ФРАГМЕНТ ТЕКСТА:
────────

«Врачи скорой у нас есть только на бумаге». Тайная и явная жизнь бюджетников. Монолог фельдшера
Люди

«Врачи скорой у нас есть только на бумаге». Тайная и явная жизнь бюджетников. Монолог фельдшера

О бахилах и бациллах, опозданиях скорой помощи и цинизме медиков.

Продолжаем проект, в котором люди, работающие на государство, откровенно рассказывают о своем истинном положении. Сегодня говорит фельдшер ростовской скорой помощи — о том, сколько и за что получает, и почему отказывается мыть руки на вызовах.

(Монолог школьного учителя о сборах денег на линолеум, издевательствах учеников и многом другом можно прочесть здесь.)

────────

ВЫДЕРЖКА ИЗ ДАННЫХ:
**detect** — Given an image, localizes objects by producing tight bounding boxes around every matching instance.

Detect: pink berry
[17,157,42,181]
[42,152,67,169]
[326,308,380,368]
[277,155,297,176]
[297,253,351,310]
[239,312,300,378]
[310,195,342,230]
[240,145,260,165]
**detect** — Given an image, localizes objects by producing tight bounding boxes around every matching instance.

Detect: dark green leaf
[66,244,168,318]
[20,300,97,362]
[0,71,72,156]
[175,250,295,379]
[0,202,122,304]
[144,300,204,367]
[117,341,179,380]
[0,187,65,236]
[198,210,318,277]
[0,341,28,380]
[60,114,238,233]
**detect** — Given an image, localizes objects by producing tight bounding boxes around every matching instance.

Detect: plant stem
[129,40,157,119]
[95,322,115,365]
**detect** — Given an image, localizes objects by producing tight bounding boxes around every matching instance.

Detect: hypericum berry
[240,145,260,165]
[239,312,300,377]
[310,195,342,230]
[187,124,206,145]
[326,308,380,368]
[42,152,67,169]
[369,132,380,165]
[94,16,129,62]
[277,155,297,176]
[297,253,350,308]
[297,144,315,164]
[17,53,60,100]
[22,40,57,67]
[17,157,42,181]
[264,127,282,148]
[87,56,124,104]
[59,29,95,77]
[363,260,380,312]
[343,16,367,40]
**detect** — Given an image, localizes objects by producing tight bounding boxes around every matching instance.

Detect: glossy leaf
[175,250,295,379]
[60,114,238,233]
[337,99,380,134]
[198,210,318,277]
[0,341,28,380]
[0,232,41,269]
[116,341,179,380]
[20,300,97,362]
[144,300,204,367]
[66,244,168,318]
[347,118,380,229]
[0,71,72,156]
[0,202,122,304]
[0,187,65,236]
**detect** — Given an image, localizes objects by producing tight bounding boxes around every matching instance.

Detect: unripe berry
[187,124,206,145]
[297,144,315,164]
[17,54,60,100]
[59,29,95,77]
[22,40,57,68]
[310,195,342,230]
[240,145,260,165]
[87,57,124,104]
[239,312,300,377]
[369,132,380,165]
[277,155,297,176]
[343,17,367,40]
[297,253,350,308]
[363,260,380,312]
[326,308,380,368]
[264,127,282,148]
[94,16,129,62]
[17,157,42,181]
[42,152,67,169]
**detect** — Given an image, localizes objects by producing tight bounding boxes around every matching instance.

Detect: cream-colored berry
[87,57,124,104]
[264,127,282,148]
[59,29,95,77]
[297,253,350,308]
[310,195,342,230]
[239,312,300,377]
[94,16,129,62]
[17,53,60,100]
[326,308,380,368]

────────

ИЗУЧИТЕ МАТЕРИАЛ:
1 – Переведите на английский предложение из текста о фельдшере скорой: «Продолжаем проект, в котором люди, работающие на государство, откровенно рассказывают о своем истинном положении».
2 – Выведите без изменений часть текста о фельдшере скорой между словами "Продолжаем проект, в" и "можно прочесть здесь.)", включительно.
3 – Пожалуйста, продолжите текст о фельдшере скорой с того места, на котором он обрывается.

ОТВЕТЫ ПО ЗАПИСЯМ:
1 – We are continuing a project in which people who work for the state speak candidly about their true situation.

2 –
Продолжаем проект, в котором люди, работающие на государство, откровенно рассказывают о своем истинном положении. Сегодня говорит фельдшер ростовской скорой помощи — о том, сколько и за что получает, и почему отказывается мыть руки на вызовах.

(Монолог школьного учителя о сборах денег на линолеум, издевательствах учеников и многом другом можно прочесть здесь.)

3 –
О призвании

— Фельдшером я работаю почти двадцать лет. И никем другим себя уже не вижу. Хотя в медколледж пошел просто, чтобы особенно не напрягаться; я был оболтусом в школе и супер-врачом стать не мечтал. Но так сложились семейные обстоятельства, что мне надо было начинать самостоятельную жизнь. И когда я начал учиться на фельдшера, а главное, впервые пошел на практику, вдруг понял, что мне это очень нравится. В общем, втянулся, и если бы мне предложили сегодня быть кем-то другим... нет, не захотел бы. Я здесь на своем месте.


О нехватке кадров

На вызов должен выезжать врач — с фельдшером либо с медсестрой. Но врачей на скорой в Ростове, насколько знаю я, мало — примерно 25% от необходимого числа. И в каждую бригаду посадить сегодня доктора — ну, просто нереально. И хотя во всех докладах звучит, что у нас укомплектованность скорой помощи врачами — 90%, ростовские бригады состоят в основном из фельдшера и водителя. Хотя и фельдшеров где-то 75%, нас тоже не хватает.

Но для оказания скорой медицинской помощи моей квалификации достаточно. Не могу вспомнить за почти два десятка лет ни одного случая, когда бы я развел руками: «Позовите доктора, я не знаю, что делать!» Ну, и вообще, хороший опытный фельдшер лучше плохого врача.

Гоша Куценко в роли водителя скорой, сериал «Скорая помощь», реж. Богдан Дробязко.
Гоша Куценко в роли водителя скорой, сериал «Скорая помощь», реж. Богдан Дробязко.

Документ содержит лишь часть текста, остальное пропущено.